Begin Recorded information

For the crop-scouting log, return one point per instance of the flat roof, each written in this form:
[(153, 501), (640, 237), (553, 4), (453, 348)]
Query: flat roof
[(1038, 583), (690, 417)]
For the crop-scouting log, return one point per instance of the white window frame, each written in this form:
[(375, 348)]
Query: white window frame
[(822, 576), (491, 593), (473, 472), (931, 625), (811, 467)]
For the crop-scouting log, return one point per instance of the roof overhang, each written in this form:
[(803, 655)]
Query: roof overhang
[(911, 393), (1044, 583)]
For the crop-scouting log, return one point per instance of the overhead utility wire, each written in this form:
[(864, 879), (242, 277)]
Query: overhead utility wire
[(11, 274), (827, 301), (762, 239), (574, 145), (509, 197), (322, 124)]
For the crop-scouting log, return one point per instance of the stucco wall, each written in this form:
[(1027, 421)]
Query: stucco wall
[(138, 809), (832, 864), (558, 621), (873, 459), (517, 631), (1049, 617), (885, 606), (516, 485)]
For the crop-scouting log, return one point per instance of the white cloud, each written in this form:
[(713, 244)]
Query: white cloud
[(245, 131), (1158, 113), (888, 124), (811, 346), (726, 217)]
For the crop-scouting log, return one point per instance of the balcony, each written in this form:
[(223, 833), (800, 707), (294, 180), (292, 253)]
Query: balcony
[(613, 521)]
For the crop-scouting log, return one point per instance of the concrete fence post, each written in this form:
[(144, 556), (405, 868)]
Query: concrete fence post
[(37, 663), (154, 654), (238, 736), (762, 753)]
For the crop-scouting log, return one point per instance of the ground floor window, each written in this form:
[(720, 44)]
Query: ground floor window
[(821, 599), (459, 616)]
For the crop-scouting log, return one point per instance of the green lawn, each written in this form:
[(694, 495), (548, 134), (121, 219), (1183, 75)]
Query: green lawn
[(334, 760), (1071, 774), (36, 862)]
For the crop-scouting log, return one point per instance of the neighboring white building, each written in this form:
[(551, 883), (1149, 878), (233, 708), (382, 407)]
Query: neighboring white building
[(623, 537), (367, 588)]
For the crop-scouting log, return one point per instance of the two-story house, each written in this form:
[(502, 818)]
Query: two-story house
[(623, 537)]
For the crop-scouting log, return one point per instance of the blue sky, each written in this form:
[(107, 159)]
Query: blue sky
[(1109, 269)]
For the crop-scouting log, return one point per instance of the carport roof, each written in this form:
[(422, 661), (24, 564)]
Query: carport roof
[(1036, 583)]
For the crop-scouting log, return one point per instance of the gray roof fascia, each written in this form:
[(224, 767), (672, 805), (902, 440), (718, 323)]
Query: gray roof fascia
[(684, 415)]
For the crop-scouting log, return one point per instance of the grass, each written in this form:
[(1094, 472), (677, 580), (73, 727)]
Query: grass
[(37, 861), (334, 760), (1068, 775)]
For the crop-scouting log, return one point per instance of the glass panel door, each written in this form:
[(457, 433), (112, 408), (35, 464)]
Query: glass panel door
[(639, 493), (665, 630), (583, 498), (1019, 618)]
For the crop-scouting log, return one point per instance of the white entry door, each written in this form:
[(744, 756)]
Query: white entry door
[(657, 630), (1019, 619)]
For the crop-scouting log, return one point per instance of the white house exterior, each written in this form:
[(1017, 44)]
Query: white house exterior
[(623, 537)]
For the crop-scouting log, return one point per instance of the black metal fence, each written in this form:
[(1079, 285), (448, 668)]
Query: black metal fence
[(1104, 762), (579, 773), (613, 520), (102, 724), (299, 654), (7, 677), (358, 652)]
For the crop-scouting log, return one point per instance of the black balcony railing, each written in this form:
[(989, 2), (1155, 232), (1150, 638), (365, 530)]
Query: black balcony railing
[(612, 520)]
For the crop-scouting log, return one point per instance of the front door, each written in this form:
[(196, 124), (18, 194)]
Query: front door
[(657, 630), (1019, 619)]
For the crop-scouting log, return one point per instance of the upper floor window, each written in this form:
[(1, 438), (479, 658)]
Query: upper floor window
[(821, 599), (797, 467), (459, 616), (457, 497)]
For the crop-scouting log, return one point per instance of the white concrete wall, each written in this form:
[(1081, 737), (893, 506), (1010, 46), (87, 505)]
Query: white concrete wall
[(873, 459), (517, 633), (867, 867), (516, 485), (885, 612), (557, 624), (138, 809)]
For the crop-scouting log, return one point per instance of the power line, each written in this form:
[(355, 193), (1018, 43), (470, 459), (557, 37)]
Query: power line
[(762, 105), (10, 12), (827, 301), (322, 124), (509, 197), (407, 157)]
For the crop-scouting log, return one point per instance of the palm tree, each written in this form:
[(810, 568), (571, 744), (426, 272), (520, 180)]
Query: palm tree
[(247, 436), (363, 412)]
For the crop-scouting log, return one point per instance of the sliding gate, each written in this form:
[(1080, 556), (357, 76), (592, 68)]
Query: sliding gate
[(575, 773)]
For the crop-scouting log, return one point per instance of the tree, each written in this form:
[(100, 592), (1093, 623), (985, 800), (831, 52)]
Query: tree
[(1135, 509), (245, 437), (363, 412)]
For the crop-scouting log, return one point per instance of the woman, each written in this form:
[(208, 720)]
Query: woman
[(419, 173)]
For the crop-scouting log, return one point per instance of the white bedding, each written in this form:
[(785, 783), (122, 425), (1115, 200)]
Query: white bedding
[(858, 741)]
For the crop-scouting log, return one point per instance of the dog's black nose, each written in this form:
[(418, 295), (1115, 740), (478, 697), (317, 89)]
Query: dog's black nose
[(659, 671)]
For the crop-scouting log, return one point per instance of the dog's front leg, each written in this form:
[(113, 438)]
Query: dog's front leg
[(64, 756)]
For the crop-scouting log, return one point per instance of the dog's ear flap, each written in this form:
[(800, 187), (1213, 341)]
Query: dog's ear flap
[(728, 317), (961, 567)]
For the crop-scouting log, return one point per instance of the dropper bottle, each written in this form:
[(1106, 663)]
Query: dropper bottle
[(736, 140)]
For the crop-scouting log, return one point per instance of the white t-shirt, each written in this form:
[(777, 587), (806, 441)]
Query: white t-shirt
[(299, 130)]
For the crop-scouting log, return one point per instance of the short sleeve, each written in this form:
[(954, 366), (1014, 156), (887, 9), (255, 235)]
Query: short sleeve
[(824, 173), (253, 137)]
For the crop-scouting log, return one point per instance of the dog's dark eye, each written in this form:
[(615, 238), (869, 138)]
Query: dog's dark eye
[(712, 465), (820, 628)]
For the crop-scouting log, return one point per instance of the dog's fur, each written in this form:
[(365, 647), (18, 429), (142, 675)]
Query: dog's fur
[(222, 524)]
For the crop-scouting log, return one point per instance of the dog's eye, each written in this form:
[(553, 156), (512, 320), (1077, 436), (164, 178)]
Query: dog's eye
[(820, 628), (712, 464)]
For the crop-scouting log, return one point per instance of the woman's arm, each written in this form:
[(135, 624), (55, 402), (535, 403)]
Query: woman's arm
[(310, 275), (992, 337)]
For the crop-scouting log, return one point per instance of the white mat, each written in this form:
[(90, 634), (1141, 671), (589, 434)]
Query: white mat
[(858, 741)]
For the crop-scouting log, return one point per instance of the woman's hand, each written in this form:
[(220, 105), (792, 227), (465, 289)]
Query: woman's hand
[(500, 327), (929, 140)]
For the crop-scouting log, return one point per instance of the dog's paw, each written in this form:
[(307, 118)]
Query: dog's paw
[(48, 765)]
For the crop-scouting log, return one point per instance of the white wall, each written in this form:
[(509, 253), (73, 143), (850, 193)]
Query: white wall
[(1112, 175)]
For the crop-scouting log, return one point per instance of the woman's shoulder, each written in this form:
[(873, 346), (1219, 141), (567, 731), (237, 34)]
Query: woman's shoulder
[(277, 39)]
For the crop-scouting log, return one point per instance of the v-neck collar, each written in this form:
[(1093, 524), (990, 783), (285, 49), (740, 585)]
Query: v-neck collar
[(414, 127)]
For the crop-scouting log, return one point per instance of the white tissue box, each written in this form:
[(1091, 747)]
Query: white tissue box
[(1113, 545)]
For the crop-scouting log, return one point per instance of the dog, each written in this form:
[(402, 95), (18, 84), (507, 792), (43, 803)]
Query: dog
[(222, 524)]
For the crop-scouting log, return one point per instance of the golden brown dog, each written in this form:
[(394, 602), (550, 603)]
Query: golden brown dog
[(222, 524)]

End Recorded information

* What you will do *
Reproduce the data verbatim, starting at the first line and ending at the line that contains "[(821, 599), (459, 616)]", with both of those lines included.

* Written answer *
For the crop-scouting log, return one point per instance of the flat roof, each written in this form:
[(153, 501), (640, 237), (553, 4), (453, 348)]
Query: flat roof
[(1038, 583), (690, 417)]
For the crop-scouting log, return one point per instance of the white window frame, each written in this form:
[(375, 348)]
Query: white window frame
[(822, 576), (491, 593), (473, 472), (931, 625), (811, 467)]
For the crop-scouting log, return one point per instance of the roof overhang, each written in this form:
[(803, 655)]
Query: roof overhang
[(911, 393), (1044, 583)]
For the crop-scouting log, return one point per instance of the overhead utility wire, each written in this form:
[(864, 879), (242, 277)]
Query: overhead utility wire
[(11, 274), (827, 301), (762, 239), (574, 145), (509, 197), (322, 124)]
For the crop-scouting log, return one point per instance of the stucco wall, each written in this form:
[(1027, 421)]
Query: stucco wall
[(138, 809), (832, 864), (558, 621), (873, 459), (517, 631), (1049, 617), (885, 606), (516, 485)]
For the crop-scouting log, return one point per instance of the white cloud, each written in this form:
[(713, 244)]
Query: white cloud
[(245, 131), (1158, 113), (888, 124), (811, 346), (726, 217)]
For the crop-scouting log, return one point per instance of the balcony, each written in this form:
[(223, 833), (800, 707), (294, 180), (292, 253)]
Query: balcony
[(613, 521)]
For the crop-scouting log, return one point per instance of the concrete fence post, each written in this form:
[(144, 556), (405, 868)]
Query: concrete fence post
[(37, 663), (154, 654), (238, 736), (762, 753)]
For the crop-scouting log, return one point per instance of the ground floor window, each written in this form:
[(720, 44)]
Query: ground floor window
[(821, 599), (459, 616)]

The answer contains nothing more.